## Objective
Could you resume the passage on spatial partitioning for collision detection, picking up right after its final sentence?

## Text provided
[start]

A good high level example of spatial division is to think about the game of pong, and detecting collisions between the ball and a paddle.
Say the paddle is in the top left corner of the screen, and the ball is near the bottom left corner of the screen...
--------------------
|▌ |
| |
| |
| ○ |
--------------------
It's not necessary to check for collision each time the ball moves. Instead, split the playing field into two right down the middle. Is the ball in the left hand side of the field? (simple point inside rectangle algorithm)
Left Right
|
---------|----------
|▌ | |
| | |
| | |
| ○ | |
---------|----------
|
If the answer is yes, split the the left hand side again, this time horizontally so we have a top left and a bottom left partition.
Left Right
|
---------|----------
|▌ | |
| | |
----------- |
| | |
| ○ | |
---------|----------
|
Is this ball in the same top-left corner of the screen as the paddle? If not, no need to check for collision! Only objects which reside in the same partition need to be tested for collision with each other. By doing a series of simple (and cheap) point inside rectangle checks, you can easily save yourself from doing a more expensive shape/geometry collision check.
You can continue splitting the space down into smaller and smaller chunks until an object spans two partitions. This is the basic principle behind BSP (a technique pioneered in early 3D games like Quake). There is a whole bunch of theory on the web about spatial partitioning in 2 and 3 dimensions.
http://en.wikipedia.org/wiki/Space_partitioning
In 2 dimensions you would often use a BSP or quadtree. In 3 dimensions you would often use an octree. However the underlying principle remains the same.
You can think along the line of 'divide and conquer'. The idea is to identify orthogonal parameters with don't impact each other. e.g. one can think of splitting momentum component along 2 axis in case of 2D (3 axis in 3D) and compute collision/position independently. Another way to to identify such parameters can be grouping of particles which are moving perpendicular to each other. So even if they impact, net momentum along those lines doesn't change.

[end]

## Material
[start]

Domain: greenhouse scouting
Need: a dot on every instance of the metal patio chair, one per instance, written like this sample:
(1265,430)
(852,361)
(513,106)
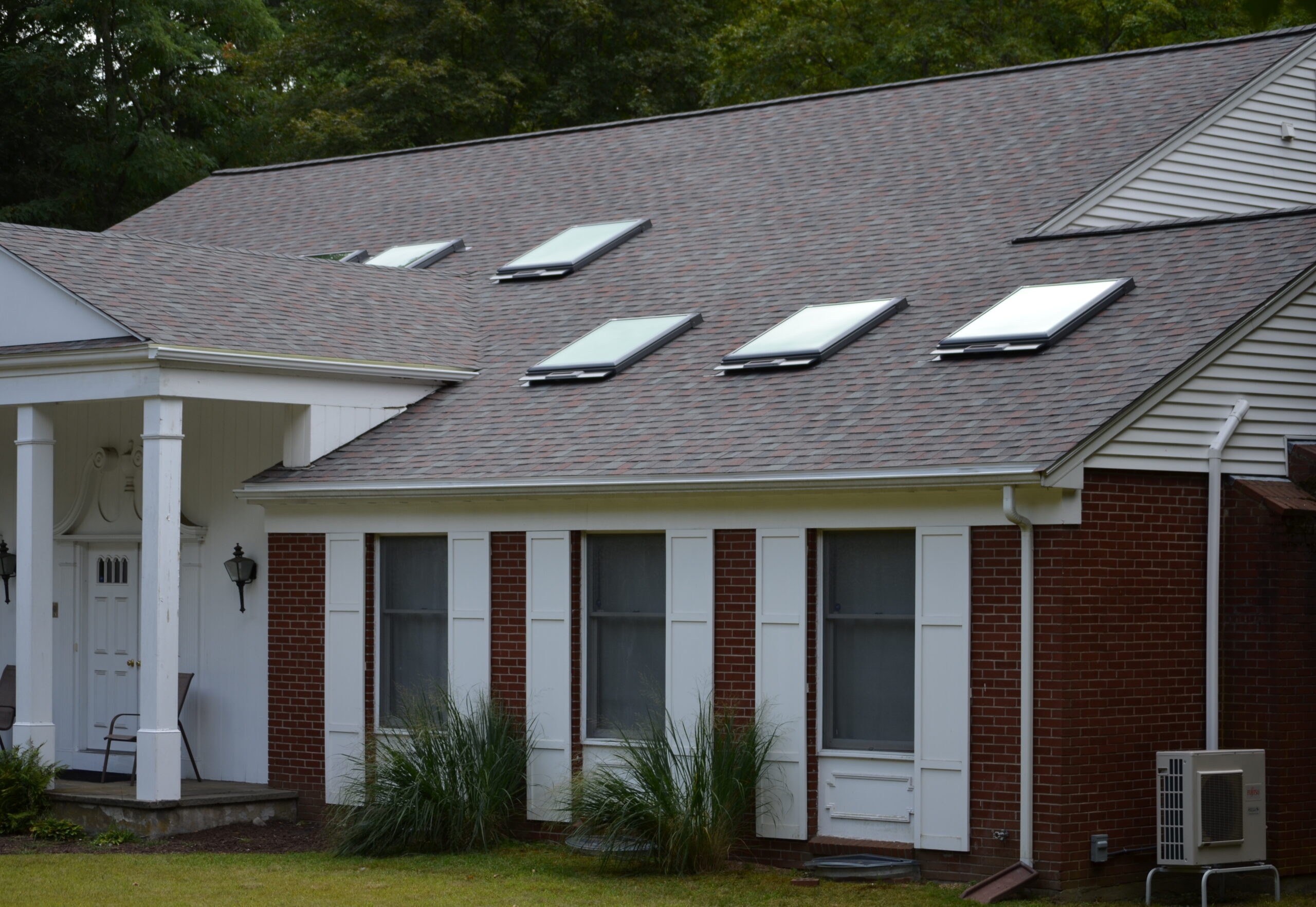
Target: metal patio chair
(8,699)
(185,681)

[end]

## Exercise response
I agree above doesn't fully answer your question, but it conveys a fundamental idea which you may find useful here.
Let us say that at time t, for each particle, you have:
P position
V speed
and a N*(N-1)/2 array of information between particle A(i) and A(j) where i < j; you use symmetry to evaluate an upper triangular matrix instead of a full N*(N-1) grid.
MAT[i][j] = { dx, dy, dz, sx, sy, sz }.
which means that in respect to particle j, particle j has distance made up of three components dx, dy and dz; and a delta-vee multipled by dt which is sx, sy, sz.
To move to instant t+dt you tentatively update the positions of all particles based on their speed
px[i] += dx[i] // px,py,pz make up vector P; dx,dy,dz is vector V premultiplied by dt
py[i] += dy[i] // Which means that we could use "particle 0" as a fixed origin
pz[i] += dz[i] // except you can't collide with the origin, since it's virtual
Then you check the whole N*(N-1)/2 array and tentatively calculate the new relative distance between every couple of particles.
dx1 = dx + sx
dy1 = dy + sy
dz1 = dz + sz
DN = dx1*dx1+dy1*dy1+dz1*dz1 # This is the new distance
If DN < D^2 with D diameter of the particle, you have had a collision in the dt just past.
You then calculate exactly where this happened, i.e. you calculate the exact d't of collision, which you can do from the old distance squared D2 (dx*dx+dy*dy+dz*dz) and the new DN: it's
d't = [(SQRT(D2)-D)/(SQRT(D2)-SQRT(DN))]*dt
(Time needed to reduce distance from SQRT(D2) to D, at a speed that covers the distance SQRT(D2)-SQRT(DN) in time dt). This makes the hypothesis that particle j, seen from the refrence frame of particle i, hasn't "overshooted".
It is a more hefty calculation, but you only need it when you get a collision.
Knowing d't, and d"t = dt-d't, you can repeat the position calculation on Pi and Pj using dx*d't/dt etc. and obtain the exact position P of particles i and j at the instant of collision; you update speeds, then integrate it for the remaining d"t and get the positions at the end of time dt.
Note that if we stopped here this method would break if a three-particle collision took place, and would only handle two-particle collisions.
So instead of running the calculations we just mark that a collision occurred at d't for particles (i,j), and at the end of the run, we save the minimum d't at which a collision occurred, and between whom.
I.e., say we check particles 25 and 110 and find a collision at 0.7 dt; then we find a collision between 110 and 139 at 0.3 dt. There are no collisions earlier than 0.3 dt.
We enter collision updating phase, and "collide" 110 and 139 and update their position and speed. Then repeat the 2*(N-2) calculations for each (i, 110) and (i, 139).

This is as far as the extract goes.